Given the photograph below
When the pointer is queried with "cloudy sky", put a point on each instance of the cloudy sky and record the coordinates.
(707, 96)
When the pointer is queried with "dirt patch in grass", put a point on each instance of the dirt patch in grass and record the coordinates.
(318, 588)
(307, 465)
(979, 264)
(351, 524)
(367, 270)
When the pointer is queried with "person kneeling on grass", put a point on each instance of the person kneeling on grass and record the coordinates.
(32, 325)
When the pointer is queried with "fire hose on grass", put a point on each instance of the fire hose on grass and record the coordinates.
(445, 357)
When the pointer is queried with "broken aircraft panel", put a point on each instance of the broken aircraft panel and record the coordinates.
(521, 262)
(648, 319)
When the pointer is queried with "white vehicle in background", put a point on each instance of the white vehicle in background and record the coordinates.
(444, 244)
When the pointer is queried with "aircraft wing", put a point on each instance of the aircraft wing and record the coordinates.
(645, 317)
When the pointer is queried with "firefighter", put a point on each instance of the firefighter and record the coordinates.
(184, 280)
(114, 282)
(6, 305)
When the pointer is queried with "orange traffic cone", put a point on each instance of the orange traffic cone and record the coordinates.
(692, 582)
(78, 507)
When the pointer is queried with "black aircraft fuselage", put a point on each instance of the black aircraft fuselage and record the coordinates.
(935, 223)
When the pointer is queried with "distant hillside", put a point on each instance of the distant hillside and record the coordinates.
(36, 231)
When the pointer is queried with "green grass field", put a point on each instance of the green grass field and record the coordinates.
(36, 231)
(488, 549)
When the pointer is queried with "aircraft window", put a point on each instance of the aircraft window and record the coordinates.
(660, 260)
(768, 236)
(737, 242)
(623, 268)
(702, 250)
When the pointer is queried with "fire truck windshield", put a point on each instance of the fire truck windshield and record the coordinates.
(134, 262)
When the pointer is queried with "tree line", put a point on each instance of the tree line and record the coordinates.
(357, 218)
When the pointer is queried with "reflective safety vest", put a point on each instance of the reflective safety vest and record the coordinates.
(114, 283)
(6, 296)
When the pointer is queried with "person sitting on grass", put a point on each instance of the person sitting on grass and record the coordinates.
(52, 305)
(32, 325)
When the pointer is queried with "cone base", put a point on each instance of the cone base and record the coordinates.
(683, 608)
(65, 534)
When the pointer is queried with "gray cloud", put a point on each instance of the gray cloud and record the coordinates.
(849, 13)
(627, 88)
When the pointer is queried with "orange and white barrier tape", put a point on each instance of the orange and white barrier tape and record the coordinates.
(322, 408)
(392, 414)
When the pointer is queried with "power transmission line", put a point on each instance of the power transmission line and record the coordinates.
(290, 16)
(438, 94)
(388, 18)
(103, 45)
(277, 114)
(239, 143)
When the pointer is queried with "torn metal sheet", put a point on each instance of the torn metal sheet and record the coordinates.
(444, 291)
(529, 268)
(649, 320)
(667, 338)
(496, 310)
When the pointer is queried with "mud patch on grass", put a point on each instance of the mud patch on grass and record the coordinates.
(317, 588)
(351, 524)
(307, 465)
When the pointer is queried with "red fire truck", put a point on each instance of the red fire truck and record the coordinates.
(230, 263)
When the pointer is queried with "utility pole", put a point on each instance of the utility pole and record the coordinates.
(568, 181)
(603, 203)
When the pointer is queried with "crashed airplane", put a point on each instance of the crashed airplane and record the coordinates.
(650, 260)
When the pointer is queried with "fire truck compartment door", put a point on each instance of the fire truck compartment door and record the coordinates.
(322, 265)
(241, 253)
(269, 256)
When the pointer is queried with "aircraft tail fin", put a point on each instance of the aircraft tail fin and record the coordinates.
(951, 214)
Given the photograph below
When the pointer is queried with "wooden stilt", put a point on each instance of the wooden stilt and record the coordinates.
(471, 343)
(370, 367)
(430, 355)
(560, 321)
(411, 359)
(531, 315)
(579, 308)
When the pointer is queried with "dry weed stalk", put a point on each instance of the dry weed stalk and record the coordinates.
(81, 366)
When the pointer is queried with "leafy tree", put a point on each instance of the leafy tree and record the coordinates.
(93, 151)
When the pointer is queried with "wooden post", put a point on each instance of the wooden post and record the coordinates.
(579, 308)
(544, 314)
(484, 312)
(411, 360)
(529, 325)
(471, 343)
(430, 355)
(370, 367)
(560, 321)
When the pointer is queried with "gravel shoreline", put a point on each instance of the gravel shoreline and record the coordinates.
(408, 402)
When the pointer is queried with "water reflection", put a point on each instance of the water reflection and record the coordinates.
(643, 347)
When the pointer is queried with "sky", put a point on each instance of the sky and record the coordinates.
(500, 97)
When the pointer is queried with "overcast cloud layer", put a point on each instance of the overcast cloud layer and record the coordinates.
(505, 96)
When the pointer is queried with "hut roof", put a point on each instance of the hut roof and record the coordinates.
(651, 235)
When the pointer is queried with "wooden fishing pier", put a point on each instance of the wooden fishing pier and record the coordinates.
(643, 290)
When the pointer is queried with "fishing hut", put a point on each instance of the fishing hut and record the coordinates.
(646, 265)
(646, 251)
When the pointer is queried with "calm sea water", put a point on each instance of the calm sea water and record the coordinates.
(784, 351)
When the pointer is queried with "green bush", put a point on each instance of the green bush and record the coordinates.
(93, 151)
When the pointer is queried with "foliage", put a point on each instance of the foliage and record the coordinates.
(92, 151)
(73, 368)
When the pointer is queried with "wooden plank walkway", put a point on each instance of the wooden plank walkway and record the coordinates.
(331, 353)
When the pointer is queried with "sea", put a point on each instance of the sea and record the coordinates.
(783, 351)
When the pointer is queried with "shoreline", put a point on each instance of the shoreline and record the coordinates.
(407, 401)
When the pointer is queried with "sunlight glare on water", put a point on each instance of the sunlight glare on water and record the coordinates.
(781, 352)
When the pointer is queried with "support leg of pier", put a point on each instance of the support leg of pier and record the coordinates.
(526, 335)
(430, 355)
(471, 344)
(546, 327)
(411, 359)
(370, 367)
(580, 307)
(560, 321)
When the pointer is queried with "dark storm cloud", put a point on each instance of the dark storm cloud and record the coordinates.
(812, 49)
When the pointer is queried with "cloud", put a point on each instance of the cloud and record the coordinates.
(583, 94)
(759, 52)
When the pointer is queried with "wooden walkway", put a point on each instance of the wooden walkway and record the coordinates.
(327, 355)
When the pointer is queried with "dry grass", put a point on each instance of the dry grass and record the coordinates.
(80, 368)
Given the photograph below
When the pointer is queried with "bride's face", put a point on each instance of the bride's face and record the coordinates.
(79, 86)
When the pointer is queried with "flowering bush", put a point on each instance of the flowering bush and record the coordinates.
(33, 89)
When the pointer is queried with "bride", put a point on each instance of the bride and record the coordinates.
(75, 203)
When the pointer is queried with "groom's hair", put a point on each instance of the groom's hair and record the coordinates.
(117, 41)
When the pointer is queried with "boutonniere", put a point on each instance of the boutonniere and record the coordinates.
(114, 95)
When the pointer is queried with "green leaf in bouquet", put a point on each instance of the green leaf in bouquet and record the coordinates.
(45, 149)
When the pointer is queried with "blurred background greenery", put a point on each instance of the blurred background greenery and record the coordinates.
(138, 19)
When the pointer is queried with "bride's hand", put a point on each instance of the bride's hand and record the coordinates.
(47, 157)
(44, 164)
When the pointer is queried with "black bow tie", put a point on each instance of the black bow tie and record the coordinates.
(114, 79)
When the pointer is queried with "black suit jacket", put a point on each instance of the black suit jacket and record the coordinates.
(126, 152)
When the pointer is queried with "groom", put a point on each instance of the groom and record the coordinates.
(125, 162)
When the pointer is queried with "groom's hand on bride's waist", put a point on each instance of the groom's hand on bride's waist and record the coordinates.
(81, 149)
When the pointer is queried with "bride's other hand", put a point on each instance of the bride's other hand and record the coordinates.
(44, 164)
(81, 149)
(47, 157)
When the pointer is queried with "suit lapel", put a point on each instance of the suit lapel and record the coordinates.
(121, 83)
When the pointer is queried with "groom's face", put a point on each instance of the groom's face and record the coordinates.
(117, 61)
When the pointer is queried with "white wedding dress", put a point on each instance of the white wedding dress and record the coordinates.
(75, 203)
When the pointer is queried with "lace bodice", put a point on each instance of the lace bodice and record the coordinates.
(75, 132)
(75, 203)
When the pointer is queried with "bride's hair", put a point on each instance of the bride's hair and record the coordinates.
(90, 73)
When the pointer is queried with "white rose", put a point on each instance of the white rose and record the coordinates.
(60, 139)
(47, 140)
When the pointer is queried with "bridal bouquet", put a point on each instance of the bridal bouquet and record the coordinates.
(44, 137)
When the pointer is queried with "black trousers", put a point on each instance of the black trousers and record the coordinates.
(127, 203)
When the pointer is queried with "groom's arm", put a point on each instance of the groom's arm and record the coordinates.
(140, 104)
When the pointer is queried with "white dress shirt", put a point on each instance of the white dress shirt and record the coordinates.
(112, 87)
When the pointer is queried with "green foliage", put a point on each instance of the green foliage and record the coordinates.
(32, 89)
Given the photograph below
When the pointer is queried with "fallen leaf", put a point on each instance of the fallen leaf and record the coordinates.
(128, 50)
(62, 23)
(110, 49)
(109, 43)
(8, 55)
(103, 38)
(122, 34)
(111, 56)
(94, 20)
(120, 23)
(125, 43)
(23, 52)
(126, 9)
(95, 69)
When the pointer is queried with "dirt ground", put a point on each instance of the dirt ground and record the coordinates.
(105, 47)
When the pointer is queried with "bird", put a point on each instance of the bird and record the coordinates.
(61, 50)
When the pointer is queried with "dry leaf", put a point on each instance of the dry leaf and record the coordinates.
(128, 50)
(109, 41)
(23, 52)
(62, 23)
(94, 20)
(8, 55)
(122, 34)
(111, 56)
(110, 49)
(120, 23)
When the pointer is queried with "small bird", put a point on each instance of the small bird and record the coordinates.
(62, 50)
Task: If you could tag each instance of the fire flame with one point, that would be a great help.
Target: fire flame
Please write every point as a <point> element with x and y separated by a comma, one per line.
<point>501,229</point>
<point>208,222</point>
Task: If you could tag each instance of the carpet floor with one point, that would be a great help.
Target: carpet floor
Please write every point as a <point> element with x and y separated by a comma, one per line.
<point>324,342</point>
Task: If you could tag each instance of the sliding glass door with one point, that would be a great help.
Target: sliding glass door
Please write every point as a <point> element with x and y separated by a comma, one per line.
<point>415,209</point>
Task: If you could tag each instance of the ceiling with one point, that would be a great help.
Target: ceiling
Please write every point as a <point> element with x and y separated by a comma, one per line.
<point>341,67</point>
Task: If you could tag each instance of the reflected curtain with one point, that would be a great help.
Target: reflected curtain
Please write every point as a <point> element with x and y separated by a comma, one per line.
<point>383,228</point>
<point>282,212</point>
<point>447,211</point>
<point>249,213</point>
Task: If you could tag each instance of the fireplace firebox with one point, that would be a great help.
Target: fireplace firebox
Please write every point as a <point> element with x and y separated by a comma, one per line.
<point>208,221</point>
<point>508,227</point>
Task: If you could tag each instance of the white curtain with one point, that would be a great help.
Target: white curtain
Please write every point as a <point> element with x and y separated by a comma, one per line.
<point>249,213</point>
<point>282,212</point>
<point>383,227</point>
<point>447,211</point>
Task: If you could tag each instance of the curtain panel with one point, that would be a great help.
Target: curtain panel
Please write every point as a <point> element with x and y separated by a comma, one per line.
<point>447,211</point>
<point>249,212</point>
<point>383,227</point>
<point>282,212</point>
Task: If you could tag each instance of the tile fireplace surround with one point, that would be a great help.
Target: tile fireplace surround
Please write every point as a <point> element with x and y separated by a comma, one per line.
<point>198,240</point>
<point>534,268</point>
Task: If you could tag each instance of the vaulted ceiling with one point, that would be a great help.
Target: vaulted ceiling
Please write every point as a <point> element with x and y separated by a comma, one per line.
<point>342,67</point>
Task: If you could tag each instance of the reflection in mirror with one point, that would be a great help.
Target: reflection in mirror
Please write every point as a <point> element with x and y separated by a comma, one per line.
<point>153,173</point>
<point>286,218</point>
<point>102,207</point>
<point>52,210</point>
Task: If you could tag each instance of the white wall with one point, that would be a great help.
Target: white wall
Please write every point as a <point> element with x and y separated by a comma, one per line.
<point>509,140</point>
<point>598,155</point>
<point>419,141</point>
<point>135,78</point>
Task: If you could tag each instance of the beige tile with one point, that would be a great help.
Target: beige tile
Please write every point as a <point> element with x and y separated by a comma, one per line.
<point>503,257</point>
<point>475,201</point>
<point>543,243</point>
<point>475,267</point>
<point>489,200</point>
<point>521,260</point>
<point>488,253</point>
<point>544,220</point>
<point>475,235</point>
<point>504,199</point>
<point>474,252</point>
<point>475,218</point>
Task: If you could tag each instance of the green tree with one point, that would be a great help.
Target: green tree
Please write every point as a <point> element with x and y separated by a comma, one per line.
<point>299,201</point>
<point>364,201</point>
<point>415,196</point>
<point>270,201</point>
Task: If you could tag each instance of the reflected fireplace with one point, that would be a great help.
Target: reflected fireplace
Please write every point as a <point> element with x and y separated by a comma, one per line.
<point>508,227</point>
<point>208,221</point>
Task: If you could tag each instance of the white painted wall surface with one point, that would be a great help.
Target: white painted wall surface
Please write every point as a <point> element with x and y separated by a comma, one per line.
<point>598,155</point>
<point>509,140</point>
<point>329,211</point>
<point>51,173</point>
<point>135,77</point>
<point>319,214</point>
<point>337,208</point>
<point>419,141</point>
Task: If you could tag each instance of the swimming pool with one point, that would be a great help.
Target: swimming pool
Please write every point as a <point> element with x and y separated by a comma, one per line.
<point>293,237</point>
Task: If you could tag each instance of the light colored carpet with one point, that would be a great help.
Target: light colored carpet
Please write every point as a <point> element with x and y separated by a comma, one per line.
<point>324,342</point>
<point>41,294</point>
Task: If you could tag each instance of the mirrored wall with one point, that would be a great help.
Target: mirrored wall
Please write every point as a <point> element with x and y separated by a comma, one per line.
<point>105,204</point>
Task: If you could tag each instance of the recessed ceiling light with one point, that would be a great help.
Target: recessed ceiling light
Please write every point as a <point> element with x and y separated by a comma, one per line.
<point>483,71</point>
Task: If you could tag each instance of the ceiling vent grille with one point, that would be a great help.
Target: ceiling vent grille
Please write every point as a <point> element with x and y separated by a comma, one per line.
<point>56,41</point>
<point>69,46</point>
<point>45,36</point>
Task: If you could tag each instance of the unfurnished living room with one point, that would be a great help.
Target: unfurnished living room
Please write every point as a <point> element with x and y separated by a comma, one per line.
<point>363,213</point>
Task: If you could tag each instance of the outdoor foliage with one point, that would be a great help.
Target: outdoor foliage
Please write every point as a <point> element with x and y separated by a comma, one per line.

===============

— OBJETIVO —
Reescreva como uma lista JSON de strings os dados que começam na linha que contém "Task: If you could tag each instance of the recessed" e vão até o fim dos dados, incluindo as duas extremidades. Use uma string para cada linha e omita as linhas em branco.

— RESPOSTA CORRETA —
[
  "Task: If you could tag each instance of the recessed ceiling light with one point, that would be a great help.",
  "Target: recessed ceiling light",
  "Please write every point as a <point> element with x and y separated by a comma, one per line.",
  "<point>483,71</point>",
  "Task: If you could tag each instance of the ceiling vent grille with one point, that would be a great help.",
  "Target: ceiling vent grille",
  "Please write every point as a <point> element with x and y separated by a comma, one per line.",
  "<point>56,41</point>",
  "<point>69,46</point>",
  "<point>45,36</point>",
  "Task: If you could tag each instance of the unfurnished living room with one point, that would be a great help.",
  "Target: unfurnished living room",
  "Please write every point as a <point> element with x and y separated by a comma, one per line.",
  "<point>363,213</point>",
  "Task: If you could tag each instance of the outdoor foliage with one point, that would be a great help.",
  "Target: outdoor foliage",
  "Please write every point as a <point> element with x and y separated by a comma, one per line."
]